**Task**
Determine the number of lines in the data that include the word "below", and write only that number.

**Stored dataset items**
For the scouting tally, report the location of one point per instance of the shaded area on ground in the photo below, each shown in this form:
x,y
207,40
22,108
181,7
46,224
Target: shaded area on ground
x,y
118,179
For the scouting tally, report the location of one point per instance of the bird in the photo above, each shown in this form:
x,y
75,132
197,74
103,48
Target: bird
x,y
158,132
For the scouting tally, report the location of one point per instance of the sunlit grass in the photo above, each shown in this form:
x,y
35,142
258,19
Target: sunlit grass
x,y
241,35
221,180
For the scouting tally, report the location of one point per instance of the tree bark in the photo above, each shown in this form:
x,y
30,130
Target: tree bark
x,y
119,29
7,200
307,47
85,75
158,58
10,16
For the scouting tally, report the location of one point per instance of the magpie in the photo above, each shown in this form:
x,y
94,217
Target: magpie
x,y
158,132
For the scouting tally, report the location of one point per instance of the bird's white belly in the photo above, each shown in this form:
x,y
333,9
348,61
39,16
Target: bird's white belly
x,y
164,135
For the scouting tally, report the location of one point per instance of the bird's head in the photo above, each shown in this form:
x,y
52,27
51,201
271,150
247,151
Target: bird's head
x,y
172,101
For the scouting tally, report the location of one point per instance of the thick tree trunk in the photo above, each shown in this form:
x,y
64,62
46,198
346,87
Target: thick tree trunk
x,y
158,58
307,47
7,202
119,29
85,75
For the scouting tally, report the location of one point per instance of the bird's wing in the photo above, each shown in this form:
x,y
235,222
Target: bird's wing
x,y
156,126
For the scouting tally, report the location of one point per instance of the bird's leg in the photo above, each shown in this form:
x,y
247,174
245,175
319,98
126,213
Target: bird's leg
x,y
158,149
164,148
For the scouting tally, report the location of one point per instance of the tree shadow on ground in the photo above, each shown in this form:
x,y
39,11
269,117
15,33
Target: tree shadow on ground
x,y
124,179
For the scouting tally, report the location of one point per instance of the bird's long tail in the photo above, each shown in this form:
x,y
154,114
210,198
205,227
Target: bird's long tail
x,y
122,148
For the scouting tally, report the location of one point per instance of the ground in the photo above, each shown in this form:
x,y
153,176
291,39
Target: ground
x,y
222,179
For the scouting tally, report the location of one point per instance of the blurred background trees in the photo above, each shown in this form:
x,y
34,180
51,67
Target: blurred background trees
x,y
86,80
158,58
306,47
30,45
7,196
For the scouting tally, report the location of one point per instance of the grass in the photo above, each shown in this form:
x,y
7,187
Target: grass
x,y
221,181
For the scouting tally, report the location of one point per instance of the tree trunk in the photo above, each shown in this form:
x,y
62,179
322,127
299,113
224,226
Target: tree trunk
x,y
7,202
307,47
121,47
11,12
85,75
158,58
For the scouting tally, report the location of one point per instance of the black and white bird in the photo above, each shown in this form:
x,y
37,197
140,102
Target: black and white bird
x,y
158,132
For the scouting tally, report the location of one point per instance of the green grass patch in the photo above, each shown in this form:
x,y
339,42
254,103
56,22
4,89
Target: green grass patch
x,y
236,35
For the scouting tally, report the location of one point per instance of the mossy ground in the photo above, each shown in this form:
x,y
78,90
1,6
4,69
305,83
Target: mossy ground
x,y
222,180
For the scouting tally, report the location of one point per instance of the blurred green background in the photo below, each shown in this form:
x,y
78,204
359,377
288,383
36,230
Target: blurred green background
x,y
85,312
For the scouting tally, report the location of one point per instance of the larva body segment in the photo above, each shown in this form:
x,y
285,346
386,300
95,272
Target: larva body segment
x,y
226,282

---

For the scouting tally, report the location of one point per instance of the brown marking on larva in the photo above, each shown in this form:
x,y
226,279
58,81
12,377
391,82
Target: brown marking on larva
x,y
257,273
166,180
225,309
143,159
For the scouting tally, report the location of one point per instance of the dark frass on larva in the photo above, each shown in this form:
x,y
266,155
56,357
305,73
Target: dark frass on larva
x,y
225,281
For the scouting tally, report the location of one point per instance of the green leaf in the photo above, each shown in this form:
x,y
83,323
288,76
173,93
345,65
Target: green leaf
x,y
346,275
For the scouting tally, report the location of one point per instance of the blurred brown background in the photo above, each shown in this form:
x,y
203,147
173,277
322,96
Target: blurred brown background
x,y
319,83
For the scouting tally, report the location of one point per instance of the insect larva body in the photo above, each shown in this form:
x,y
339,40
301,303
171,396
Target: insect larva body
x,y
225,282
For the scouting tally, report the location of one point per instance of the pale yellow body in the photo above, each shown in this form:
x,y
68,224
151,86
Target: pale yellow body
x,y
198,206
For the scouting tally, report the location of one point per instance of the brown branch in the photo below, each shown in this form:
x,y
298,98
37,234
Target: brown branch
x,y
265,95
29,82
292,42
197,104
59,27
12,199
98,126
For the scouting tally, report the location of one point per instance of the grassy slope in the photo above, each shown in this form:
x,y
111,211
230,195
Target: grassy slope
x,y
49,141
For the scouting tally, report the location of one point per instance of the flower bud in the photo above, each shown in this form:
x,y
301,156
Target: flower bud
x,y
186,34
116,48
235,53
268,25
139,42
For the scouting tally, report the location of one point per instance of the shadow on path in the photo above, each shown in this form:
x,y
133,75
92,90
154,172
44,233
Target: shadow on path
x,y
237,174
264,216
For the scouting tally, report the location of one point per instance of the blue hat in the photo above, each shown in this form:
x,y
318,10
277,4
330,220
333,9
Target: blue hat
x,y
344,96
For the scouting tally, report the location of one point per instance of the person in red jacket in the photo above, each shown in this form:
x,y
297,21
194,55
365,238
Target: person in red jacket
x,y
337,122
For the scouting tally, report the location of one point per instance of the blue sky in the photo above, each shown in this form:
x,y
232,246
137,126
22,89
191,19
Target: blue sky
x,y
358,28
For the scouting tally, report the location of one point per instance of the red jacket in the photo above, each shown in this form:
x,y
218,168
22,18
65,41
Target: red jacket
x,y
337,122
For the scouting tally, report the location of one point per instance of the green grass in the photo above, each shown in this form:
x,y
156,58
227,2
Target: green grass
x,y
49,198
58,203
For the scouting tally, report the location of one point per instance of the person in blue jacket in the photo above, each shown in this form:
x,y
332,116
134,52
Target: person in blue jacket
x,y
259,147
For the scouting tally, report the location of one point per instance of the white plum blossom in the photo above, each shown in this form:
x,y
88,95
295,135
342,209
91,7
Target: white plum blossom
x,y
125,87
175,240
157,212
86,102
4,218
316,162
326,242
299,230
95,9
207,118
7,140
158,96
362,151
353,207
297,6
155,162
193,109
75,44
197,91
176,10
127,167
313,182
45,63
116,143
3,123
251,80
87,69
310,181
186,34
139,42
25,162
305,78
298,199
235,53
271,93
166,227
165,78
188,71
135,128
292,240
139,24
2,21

**Solution to this problem**
3